General architecture of the RHU and RTG clads. One key feature is that the RTG clad is a scaled-up version of the RHU clad which shares the frit vent design of the RHU clad

3.3 Carbon-Carbon Composite Aeroshell

Surrounding the cladding are two layers: an insulating layer and a carbon-carbon composite aeroshell. This approach is a standard way of protecting the cladding and fuel from accident conditions and is reflected in the US GPHS and light-weight radioisotope heater unit (LWRHU) designs (Hula 2015).

The layer immediately surrounding the primary containment or cladding is an insulation layer. A compliant insulating graphitic foam is the latest baseline design. This insulation layer prevents the cladding and fuel from exceeding specific temperatures defined in the first iteration of the safety requirements for a European RTG and RHU when these systems are exposed to extreme external temperatures (see Sect. 3.3.1 and 3.4). These extreme non-operational conditions can be experienced under different accident scenarios e.g. Earth re-entry, launch-pad fires. This effect has been shown in a study by El Genk and Tournier for the US LWRHU (El Genk and Tournier 2001).

Surrounding the cladding and the fuel is the protective ablative aeroshell material that provides a thermo-mechanical interface between the heat source and the thermoelectric converters in the case of the RTG and an interface with the thermal management system of the spacecraft in the case of the RHU. A number of 2.5D and 3D carbon-carbon composites were identified as options for the European RTG and RHU heat sources. These composites are available as commercial off-the-shelf products produced for aerospace applications in France. Three-dimensional carbon-carbon composites are produced by Ariane Group and grouped under the SEPCARB® (Lacoste et al. 2002) registered product name. The SEPCARB® family of composites are the baseline for the ESA RTG and RHU heat source aeroshells. Both 2.5D and 3D grades of materials produced by Mersen in France listed as A035 and AM252 (Mersen 2019) have been evaluated.

_Data records_

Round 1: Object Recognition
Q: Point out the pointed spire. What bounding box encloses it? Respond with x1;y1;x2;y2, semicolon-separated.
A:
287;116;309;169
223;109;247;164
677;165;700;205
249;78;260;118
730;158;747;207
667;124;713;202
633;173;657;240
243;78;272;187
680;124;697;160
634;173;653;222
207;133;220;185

_Exercise requirements_
(a) Answer these questions about the passage on the carbon-carbon composite aeroshell:
(i) What is the latest baseline design for the insulation layer?
(ii) Which company produces the three-dimensional carbon-carbon composites grouped under the SEPCARB® name?
(iii) Which two accident scenarios are given as examples of extreme non-operational conditions?
(b) Reproduce everything in the passage on the carbon-carbon composite aeroshell from "Surrounding the cladding are" down to "designs (Hula 2015).".

_Set of answers_
(a)
(i) A compliant insulating graphitic foam.
(ii) Ariane Group.
(iii) Earth re-entry and launch-pad fires.

(b)
Surrounding the cladding are two layers: an insulating layer and a carbon-carbon composite aeroshell. This approach is a standard way of protecting the cladding and fuel from accident conditions and is reflected in the US GPHS and light-weight radioisotope heater unit (LWRHU) designs (Hula 2015).